What you will do:
Please quote every one of the records below word for word.

Information given:
⟨

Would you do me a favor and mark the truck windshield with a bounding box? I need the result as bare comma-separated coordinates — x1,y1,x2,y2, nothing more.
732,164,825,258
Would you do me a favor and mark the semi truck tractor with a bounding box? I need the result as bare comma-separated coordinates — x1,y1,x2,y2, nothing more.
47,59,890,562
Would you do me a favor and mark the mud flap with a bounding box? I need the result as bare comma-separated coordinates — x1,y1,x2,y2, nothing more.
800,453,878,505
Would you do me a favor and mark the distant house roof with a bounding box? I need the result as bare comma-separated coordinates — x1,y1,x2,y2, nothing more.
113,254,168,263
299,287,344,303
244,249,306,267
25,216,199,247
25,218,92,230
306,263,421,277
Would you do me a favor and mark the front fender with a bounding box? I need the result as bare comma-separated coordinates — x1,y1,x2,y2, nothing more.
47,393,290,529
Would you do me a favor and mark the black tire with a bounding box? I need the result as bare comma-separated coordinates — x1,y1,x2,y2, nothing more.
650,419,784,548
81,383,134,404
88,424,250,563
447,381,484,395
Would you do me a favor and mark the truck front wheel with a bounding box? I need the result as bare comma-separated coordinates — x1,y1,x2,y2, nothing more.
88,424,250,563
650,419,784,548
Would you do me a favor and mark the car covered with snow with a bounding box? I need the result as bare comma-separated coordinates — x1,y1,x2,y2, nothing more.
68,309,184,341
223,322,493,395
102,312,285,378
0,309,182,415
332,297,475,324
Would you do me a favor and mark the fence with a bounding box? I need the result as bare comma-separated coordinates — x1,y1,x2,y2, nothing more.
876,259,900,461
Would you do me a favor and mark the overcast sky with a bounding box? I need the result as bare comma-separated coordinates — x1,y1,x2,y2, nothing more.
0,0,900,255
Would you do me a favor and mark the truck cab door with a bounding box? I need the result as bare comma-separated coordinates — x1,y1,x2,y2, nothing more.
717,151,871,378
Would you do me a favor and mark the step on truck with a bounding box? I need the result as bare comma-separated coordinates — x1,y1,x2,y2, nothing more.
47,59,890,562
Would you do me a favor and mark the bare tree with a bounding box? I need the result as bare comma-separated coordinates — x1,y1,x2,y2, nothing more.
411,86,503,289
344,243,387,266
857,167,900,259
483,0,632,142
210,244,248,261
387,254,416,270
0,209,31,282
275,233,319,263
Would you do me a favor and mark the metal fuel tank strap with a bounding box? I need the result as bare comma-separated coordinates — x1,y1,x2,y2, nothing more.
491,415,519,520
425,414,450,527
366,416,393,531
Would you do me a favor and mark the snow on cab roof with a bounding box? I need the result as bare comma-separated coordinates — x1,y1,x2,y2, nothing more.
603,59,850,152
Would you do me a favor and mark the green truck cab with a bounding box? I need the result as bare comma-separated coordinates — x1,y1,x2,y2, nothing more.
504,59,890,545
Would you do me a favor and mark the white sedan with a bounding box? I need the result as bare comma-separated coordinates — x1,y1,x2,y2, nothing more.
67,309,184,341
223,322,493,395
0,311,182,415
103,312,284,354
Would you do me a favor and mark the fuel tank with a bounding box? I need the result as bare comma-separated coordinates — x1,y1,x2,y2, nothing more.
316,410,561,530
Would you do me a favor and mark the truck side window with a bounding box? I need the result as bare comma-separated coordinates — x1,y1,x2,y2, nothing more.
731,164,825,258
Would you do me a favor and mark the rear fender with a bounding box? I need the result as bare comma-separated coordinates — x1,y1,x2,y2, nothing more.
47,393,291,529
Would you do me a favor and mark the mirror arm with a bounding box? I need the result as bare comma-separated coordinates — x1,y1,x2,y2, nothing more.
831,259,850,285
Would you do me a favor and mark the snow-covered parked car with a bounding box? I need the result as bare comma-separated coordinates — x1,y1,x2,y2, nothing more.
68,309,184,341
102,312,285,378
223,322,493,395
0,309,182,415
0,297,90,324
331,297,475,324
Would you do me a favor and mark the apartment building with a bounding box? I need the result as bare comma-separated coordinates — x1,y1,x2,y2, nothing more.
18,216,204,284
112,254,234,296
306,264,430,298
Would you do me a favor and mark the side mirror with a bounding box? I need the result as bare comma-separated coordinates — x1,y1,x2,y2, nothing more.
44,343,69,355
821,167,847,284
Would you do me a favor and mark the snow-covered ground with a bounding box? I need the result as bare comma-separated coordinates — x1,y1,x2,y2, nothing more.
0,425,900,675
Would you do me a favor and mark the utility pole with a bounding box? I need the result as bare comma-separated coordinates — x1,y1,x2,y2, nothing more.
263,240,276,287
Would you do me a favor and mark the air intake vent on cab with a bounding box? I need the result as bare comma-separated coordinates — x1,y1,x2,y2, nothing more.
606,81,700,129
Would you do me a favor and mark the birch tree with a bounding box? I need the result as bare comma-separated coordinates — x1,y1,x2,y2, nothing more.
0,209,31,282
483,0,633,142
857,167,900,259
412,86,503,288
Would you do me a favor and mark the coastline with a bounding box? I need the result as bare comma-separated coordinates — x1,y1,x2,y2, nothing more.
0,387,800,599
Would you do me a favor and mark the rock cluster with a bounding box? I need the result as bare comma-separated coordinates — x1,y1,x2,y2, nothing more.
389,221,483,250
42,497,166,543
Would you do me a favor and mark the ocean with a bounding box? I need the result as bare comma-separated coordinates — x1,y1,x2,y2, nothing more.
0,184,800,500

⟩

Full response:
Would you do me a favor and mark the truck windshield with a bounding box? I need the result as bare comma-separated coordinates — x1,y1,x2,y2, nothing more.
732,164,825,258
Would you do me a favor and mark the semi truck tractor with a bounding box? I need the result as bare comma-separated coordinates — x1,y1,x2,y2, nothing more.
47,59,890,562
Would you do me a favor and mark the mud flap with a bounding box? I need the result as bare comma-separated coordinates — x1,y1,x2,y2, nothing more.
800,453,878,505
Would you do me a favor and mark the distant house roof with a bounding box? I need the result as bare comma-separated coordinates — x1,y1,x2,y2, nothing more.
113,254,168,263
299,287,344,303
244,249,306,267
25,216,199,247
25,218,92,230
306,263,421,277
Would you do me a favor and mark the front fender with a bounding box? I need the result as bare comma-separated coordinates — x1,y1,x2,y2, nothing more.
47,393,290,529
Would you do me a favor and mark the black tire with a bounding box? I need the result as bare comma-separated coordinates — x1,y1,x2,y2, nothing more.
650,419,784,548
81,383,134,404
88,424,250,563
447,381,484,395
Would you do me a favor and mark the truck front wheel with a bounding box? I need the result as bare comma-separated coordinates — x1,y1,x2,y2, nothing more.
88,424,250,563
650,419,784,548
Would you do me a favor and mark the car covered with snow with a bounding box? I need the result as bare comma-separated coordinates — x1,y1,x2,y2, nothing more.
68,309,184,341
223,322,493,395
102,312,285,378
0,309,182,415
332,297,475,324
Would you do me a favor and mark the fence with a bounding box? I need the result as bare comma-separated coordinates — x1,y1,x2,y2, nothing more.
876,259,900,461
Would you do me a favor and mark the overcast sky with a bounding box? I need the result as bare comma-separated coordinates — x1,y1,x2,y2, nothing more.
0,0,900,255
Would you do me a favor and mark the truck cab door with a bounding box? I need the result as bare comma-separated coordinates — x1,y1,x2,y2, nothing more.
717,151,871,378
Would you do me a favor and mark the step on truck with a bounding box? I need the result as bare comma-separated coordinates — x1,y1,x2,y2, nothing more.
47,59,890,562
Would you do me a favor and mark the bare tree with a bounding box? I need the result as bare comma-separated coordinates — x1,y1,x2,y2, nothing more.
411,86,503,289
344,243,387,266
857,167,900,259
483,0,632,142
210,244,248,261
387,254,416,270
0,209,31,282
275,233,319,263
Would you do me a favor and mark the metal fuel tank strap with a bounding box? I need the result as bare comma-separated coordinates — x1,y1,x2,y2, nothing more.
491,415,519,520
425,414,450,527
366,416,393,531
Would you do me a favor and mark the snow on cab roof with a bounding box? I need the result as bare comma-separated coordinates — x1,y1,x2,y2, nothing more.
603,59,850,152
Would you do me a favor and mark the green truck cab with a bounding box? I need the result as bare comma-separated coordinates — x1,y1,x2,y2, nothing more.
504,59,890,545
Would you do me a favor and mark the white sedan with a bounding box? I need the result as bare comma-separated coordinates — x1,y1,x2,y2, nothing more.
67,309,184,341
223,322,493,395
0,311,182,415
103,312,284,354
Would you do me a favor and mark the fuel tank with a bounding box? I need the result as bare comma-separated coordinates — x1,y1,x2,y2, nothing more.
316,410,561,530
Would you do me a favor and mark the truck side window with a bounding box? I need the result as bare comma-separated coordinates — x1,y1,x2,y2, nothing more.
731,164,825,258
Would you do me a favor and mark the rear fender with a bounding box? I need the result as bare comma-separated coordinates — x1,y1,x2,y2, nothing more.
47,393,291,529
Would you do me a favor and mark the mirror arm with a bounding box? I need the result as bare comma-separated coordinates — x1,y1,x2,y2, nothing more.
831,259,850,285
Would you do me a favor and mark the snow-covered parked car with a bounding box? I need the result as bare comma-separated coordinates — x1,y1,x2,y2, nothing more.
68,309,184,341
102,312,285,378
223,322,493,395
0,309,182,415
0,297,90,324
331,297,475,324
Would you do me a favor and mark the apartment building with a bounding box? I need the result as bare comma-separated coordinates — x1,y1,x2,y2, nothing more.
18,216,204,284
112,254,234,296
306,264,430,298
Would you do me a favor and mark the side mirror with a bounding box? I need the result as bare comma-separated coordinates — x1,y1,x2,y2, nothing more.
44,343,69,355
821,167,847,284
Would you do me a favor and mark the snow-covered ground with a bounding box? I need the result as bare comma-separated coordinates — x1,y1,x2,y2, nothing more.
0,425,900,675
Would you do me a favor and mark the utility pole with a bounding box? I need the result as bare comma-separated coordinates — x1,y1,x2,y2, nothing more.
263,240,276,287
Would you do me a favor and mark the air intake vent on cab with a bounding box? I need the result as bare comma-separated coordinates — x1,y1,x2,y2, nothing more.
606,81,700,129
Would you do me a favor and mark the birch tree with a bounding box? I need the result as bare comma-separated coordinates — x1,y1,x2,y2, nothing more.
0,209,31,282
483,0,633,142
857,167,900,259
412,86,503,288
Would you do me a favor and mark the coastline with a bounding box? I need the result as bare comma-separated coordinates — x1,y1,x2,y2, nothing more.
0,387,800,599
Would you do me a favor and mark the rock cluster with a bounding box? I need the result as bare comma-separated coordinates — x1,y1,x2,y2, nothing more.
389,221,483,250
42,497,166,543
Would you do me a favor and mark the ocean with a bounding box? I need the result as bare comma-separated coordinates — x1,y1,x2,y2, nothing more.
0,184,800,500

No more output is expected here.